*** Opening of SELECTED EXCERPT ***

Dynamic Warm-Up for Squats

Many coaches and lifters devote a large amount of their training to squatting. Despite the wide amounts of squat mobility and flexibility routines, activation exercises, and squat therapy resources available to readers, there has not been a large number of articles specifically devoted to a dynamic warm up for squatting.

Therefore, in this article we have devoted the entire discussion to addressing warming up for squats. Additio, we have offered coaches and athletes a sample dynamic warm up routine and exercise options that may be used for squat sessions or for individuals who may find that they need to pay extra attention to the body on squat days.

In previous articles we discussed the benefits of performing a dynamic warm up for a variety of movements:

While each dynamic warm up includes specific movements to prepare an athlete or lifter for total body exercises, like a squat, the below sections cover specifically a dynamic warm up method for squatting.

Why You Need a Dynamic Warm Up for Squats

A dynamic warm up prior to squatting can help to (1) increase blood flow to the lower body muscles, (2) increase range of motion in the hips, knees, and ankles, (3) mentally amd neurologically prepare a lifter for a squat specific session to further enhance overall squat movement integrity and performance.

Dynamic Warm Up Exercises for Squats

Below are six (6) exercises coaches and athletes can use within a dynamic warm up for squat. In addition, most of the exercises can be performed in other dynamic warm series geared for powerlifting, Olympic weightlifting, functional fitness, and/or Strength/resistance training.

Duck Walks

Duck walks are a great way to increase hip, knee, and ankle mobility in a dynamic, movement based manner. By simply crouching down into a squat and walking forward (while still squatted) you challenge internal/external hip rotation, deep flexion (of the knee and hip joints), and help to develop better balance and control in the bottom of a squat.

Groiners

Groiners, also known as lunges plus a reach, can be done to increase mobility and movement of the hamstrings, hips, and knees. In addition, the reach overhead can be a good way to add additional thoracic extension into the movement.

Quadruped Hydrants and Hip Circles

Increasing hip flexion/extension and internal/external movement while maintaining a rigid lumbar spine is necessary for squatting. When a hip joint becomes immobile, a lifter may allow excessive movement in their lumbar spine which can lead to unwanted strain and injury to the lower back (as well as increase knee stress).

Squat Sit to Reach

Sitting in the bottom of a squat can help to passively stretch the groin, quadriceps, calves, and mobilize the joints necessary for deep squats. In addition, a lifter can perform squat sits with overhead reaches to add an additional stretch on the hips and program better control and coordination in a deep squat while keeping the back/spine extended.

*** Close of SELECTED EXCERPT ***
*** Opening of DATASET RECORDS ***

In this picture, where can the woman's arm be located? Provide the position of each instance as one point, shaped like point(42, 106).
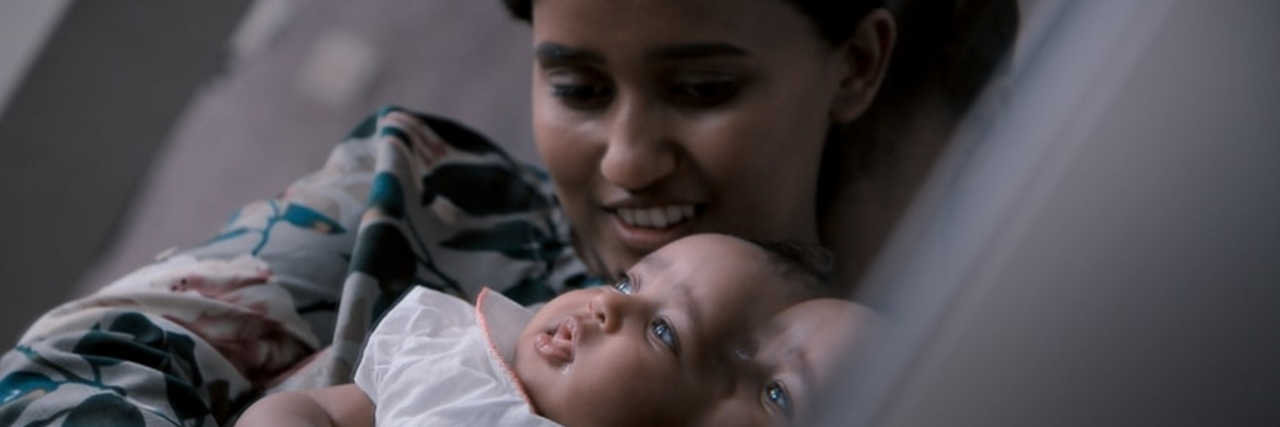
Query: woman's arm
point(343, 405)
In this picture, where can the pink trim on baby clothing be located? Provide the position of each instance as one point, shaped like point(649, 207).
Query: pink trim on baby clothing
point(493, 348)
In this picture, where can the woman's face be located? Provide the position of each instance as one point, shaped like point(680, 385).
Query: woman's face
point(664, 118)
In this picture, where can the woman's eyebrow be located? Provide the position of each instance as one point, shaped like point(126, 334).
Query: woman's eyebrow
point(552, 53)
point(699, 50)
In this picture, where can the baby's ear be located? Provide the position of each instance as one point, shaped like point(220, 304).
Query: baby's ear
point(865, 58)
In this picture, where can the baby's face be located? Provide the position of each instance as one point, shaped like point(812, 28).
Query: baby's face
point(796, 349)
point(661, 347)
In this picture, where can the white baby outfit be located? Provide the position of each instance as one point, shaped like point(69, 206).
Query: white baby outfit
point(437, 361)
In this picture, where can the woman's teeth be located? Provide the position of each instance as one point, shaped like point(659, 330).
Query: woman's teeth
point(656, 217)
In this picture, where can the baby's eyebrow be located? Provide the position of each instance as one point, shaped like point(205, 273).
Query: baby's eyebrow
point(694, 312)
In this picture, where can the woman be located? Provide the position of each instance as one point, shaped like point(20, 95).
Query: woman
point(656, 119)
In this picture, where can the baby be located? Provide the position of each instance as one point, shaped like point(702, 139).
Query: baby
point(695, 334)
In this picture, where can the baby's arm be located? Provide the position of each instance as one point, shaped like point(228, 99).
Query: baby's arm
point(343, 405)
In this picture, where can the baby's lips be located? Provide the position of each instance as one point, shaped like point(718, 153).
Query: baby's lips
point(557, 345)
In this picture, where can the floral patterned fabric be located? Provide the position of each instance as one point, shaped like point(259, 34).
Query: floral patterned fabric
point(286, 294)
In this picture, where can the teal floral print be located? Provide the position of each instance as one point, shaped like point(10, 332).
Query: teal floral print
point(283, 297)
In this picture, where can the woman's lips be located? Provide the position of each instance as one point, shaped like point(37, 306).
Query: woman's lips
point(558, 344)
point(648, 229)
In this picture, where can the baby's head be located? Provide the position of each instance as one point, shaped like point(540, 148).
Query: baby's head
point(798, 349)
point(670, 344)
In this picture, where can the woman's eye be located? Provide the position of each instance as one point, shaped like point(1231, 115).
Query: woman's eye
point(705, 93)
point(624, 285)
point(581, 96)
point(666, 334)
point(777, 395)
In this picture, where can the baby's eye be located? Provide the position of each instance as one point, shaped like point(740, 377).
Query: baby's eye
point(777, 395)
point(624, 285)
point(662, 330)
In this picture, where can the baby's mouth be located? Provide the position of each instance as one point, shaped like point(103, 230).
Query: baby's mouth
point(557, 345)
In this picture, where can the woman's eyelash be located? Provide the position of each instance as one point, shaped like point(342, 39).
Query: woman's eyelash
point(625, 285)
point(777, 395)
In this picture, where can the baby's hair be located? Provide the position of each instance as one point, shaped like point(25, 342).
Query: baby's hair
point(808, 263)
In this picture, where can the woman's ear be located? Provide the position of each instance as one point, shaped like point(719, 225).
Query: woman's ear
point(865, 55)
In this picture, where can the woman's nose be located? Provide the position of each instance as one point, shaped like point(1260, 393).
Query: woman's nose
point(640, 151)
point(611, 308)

*** Close of DATASET RECORDS ***

AIM OF THE EXERCISE –
Reproduce the portion of the squat warm-up article starting at "Below are six" and ending at "into the movement.".

WRITTEN SOLUTION –
Below are six (6) exercises coaches and athletes can use within a dynamic warm up for squat. In addition, most of the exercises can be performed in other dynamic warm series geared for powerlifting, Olympic weightlifting, functional fitness, and/or Strength/resistance training.

Duck Walks

Duck walks are a great way to increase hip, knee, and ankle mobility in a dynamic, movement based manner. By simply crouching down into a squat and walking forward (while still squatted) you challenge internal/external hip rotation, deep flexion (of the knee and hip joints), and help to develop better balance and control in the bottom of a squat.

Groiners

Groiners, also known as lunges plus a reach, can be done to increase mobility and movement of the hamstrings, hips, and knees. In addition, the reach overhead can be a good way to add additional thoracic extension into the movement.